• [DOCUMENT PASSAGE]:
This, perhaps inadvertently, makes the likes of ‘Pyramid Song’ and ‘Knives Out’ sound like the little kid with glasses who’s the last to get picked for the football team. The alternative version of events that Thom and Jonny offered was more flattering – these were simply songs that wouldn’t fit alongside the ones from Kid A.
“Kid A pulled itself together very easily and really obviously. But Amnesiac didn’t,” Thom said. Even on Amnesiac, there were great songs that didn’t make the cut. Ed’s online diary had tantalised fans with repeated mentions of a track called ‘Cuttooth’ which, he kept promising, was almost finished. It was mentioned more times than any other song and it sounded like it was going to be the centrepiece of the record. The original version was over eight minutes long. In the end, it was cut down to just over five minutes and relegated to a B-side. Listening to it now, it’s an interesting glimpse of a different kind of album that Radiohead could have made. It sounds more like Xtrmntr-era Primal Scream than anything they put on Kid A or Amnesiac. It’s got a rumbling, aggressive, industrial quality. The song was partly cannibalised for ‘Myxomatosis’ on the later Hail To The Thief album, with Thom borrowing a couple of lines of lyrics.

[Collected data entries]
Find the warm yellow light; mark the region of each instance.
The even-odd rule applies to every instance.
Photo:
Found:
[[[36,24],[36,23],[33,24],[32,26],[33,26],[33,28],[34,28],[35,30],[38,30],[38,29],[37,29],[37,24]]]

• [LIST OF TASKS]:
1. According to the Amnesiac passage, why did 'Cuttooth' seem likely to become the centerpiece of the record? Answer in one to three sentences.
2. Do these statements agree with the Amnesiac passage? For each, answer yes or no and quote the deciding words. (a) The original version of 'Cuttooth' was under five minutes long. (b) 'Cuttooth' ended up as a B-side. (c) Thom said Amnesiac came together as easily as Kid A.
3. Carry the Amnesiac passage forward from its last sentence.

• [RESPONSES BY TASK]:
1. Ed's online diary mentioned 'Cuttooth' repeatedly, more times than any other song, and he kept promising it was almost finished. That made it sound like the centerpiece of the record.

2.
(a) No: "The original version was over eight minutes long."
(b) Yes: "relegated to a B-side"
(c) No: "Kid A pulled itself together very easily and really obviously. But Amnesiac didn’t"

3.
There was only one song that they added to the Kid A sessions for Amnesiac and that was the extraordinary, disconcerting ‘Life In A Glasshouse’. It was a seemingly autobiographical tale of somebody who feels that they’re always being watched by the press and, more specifically, the effect it has on that person’s partner. There were obvious parallels with Thom’s own life.
The song was written during the period captured in Meeting People Is Easy and director Grant Gee thinks his continuous scrutiny might have, consciously or unconsciously, helped inspire it.
“Originally it had the line, ‘little cameras in every room/they’re watching me’, he says, “which was us because we used to go in and rig little tiny, £49 pinhole cameras in their dressing rooms whenever we could. And just record them in there so we wouldn’t have to be in the room. That was one of our innovations to overcome this problem of, ‘Hello! I’m just filming you! Pretend I’m not here.’ So we’d stick cameras with gaffa tape to the corners of the rooms.”
Thom has said that it was inspired by an interview he read with the wife of a celebrity. Her house was staked out by the press and she cut up the papers with her picture on them and pasted them over the windows so the photographers were looking in at the images they’d already taken.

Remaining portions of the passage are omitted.